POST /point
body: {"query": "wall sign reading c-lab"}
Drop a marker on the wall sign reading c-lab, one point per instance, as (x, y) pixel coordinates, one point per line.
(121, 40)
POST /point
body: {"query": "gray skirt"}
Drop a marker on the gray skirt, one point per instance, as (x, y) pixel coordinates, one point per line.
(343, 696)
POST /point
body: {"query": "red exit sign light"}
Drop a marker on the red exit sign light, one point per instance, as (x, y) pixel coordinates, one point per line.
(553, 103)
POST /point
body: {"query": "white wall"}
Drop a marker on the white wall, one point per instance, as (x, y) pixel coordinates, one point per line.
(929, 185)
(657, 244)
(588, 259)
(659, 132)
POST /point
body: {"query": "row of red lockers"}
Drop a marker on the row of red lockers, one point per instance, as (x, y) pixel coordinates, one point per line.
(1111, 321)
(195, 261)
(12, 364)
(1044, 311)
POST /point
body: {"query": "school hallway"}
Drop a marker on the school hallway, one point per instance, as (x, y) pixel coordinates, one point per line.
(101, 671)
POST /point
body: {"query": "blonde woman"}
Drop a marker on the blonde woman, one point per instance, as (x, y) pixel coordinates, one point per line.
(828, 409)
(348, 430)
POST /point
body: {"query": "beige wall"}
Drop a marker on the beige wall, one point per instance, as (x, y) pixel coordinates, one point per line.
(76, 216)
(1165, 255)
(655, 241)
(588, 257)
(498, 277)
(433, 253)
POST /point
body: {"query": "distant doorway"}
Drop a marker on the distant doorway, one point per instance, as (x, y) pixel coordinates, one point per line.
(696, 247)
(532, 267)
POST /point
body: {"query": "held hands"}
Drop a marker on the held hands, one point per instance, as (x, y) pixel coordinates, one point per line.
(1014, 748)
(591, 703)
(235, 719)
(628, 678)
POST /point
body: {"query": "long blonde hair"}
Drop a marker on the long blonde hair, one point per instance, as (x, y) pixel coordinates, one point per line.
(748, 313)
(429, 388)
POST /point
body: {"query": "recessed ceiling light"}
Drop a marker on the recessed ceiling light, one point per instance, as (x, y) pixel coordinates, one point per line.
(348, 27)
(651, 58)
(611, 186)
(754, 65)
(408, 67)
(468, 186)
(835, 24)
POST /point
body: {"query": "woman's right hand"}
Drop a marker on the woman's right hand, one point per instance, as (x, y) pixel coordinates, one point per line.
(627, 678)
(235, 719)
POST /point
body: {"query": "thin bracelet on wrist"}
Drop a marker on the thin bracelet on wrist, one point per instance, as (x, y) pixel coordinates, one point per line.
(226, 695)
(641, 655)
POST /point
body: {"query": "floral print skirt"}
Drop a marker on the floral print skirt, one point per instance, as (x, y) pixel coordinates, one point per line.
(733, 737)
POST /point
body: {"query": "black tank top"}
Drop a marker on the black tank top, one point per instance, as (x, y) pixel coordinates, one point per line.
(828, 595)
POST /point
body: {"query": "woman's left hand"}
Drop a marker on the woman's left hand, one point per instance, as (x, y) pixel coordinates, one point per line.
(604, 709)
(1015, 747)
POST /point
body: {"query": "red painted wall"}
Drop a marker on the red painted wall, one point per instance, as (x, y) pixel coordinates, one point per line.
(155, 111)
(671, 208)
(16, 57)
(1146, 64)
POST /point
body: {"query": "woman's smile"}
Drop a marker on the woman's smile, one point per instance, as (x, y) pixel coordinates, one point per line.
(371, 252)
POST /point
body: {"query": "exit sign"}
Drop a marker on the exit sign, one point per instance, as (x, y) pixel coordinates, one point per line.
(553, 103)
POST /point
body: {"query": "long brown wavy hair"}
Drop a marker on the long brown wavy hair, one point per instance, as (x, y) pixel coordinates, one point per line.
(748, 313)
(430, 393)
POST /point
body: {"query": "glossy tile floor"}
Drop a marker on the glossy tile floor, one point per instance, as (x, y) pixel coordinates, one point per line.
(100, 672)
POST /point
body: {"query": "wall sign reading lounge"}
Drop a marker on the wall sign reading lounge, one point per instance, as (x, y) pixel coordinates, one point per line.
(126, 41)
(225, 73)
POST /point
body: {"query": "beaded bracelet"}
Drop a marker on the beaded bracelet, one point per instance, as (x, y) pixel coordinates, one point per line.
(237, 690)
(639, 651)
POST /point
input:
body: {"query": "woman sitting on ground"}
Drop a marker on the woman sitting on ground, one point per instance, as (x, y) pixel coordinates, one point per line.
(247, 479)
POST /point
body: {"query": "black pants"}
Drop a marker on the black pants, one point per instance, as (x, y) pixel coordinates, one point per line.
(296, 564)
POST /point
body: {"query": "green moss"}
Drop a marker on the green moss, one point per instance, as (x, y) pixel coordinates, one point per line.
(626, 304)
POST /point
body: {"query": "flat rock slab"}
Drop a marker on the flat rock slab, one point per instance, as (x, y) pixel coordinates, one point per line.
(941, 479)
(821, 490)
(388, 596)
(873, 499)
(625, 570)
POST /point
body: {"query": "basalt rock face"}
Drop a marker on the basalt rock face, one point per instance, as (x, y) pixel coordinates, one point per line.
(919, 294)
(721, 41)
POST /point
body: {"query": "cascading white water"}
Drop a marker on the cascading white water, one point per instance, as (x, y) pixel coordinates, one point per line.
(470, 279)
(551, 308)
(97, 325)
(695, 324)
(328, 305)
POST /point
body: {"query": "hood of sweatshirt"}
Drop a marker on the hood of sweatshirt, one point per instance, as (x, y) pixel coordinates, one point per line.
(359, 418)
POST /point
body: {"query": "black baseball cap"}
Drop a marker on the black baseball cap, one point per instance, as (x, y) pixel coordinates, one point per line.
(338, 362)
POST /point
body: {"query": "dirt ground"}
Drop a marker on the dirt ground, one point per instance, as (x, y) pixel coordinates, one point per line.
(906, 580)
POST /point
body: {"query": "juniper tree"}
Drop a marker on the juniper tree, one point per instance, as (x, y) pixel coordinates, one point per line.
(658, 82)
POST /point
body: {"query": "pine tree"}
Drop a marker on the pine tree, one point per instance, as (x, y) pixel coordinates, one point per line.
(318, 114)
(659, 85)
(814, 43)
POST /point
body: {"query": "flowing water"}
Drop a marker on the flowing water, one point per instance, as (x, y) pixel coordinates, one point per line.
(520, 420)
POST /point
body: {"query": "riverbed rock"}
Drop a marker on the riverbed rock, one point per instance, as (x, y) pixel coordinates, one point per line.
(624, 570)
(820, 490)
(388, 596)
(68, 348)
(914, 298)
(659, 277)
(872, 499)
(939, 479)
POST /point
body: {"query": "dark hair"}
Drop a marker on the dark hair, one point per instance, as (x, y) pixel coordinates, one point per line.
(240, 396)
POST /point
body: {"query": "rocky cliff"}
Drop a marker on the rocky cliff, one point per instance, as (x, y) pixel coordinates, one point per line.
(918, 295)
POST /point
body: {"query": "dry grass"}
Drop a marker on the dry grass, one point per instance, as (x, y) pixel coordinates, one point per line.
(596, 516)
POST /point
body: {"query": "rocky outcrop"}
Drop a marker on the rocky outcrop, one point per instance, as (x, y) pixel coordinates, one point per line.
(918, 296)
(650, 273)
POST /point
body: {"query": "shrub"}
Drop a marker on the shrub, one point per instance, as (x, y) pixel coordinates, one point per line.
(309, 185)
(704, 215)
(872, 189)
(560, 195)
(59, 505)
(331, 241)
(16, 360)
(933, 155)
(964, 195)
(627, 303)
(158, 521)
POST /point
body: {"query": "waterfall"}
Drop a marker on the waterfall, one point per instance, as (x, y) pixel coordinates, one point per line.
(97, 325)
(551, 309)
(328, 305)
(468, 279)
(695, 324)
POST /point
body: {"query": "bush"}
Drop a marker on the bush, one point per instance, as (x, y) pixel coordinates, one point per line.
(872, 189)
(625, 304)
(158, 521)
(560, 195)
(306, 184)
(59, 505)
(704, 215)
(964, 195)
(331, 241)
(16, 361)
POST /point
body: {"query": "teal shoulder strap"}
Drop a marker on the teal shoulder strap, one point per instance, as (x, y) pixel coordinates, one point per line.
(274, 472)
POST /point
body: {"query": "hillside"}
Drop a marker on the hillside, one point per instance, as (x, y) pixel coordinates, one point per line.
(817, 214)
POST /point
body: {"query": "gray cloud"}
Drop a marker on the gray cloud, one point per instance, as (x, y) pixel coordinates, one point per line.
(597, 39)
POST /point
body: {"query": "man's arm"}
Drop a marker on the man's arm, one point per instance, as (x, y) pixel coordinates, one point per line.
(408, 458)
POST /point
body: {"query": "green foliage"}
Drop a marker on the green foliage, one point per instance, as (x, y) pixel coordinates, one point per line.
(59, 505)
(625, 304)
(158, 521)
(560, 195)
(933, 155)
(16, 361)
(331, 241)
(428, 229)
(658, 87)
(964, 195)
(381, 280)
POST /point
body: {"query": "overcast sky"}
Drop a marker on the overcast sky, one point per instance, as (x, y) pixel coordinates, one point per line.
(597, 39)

-----

**Requirements:** Please state how many lines of the rows contain the word "moss", and give only the number. Case counts.

**Result of the task:** 2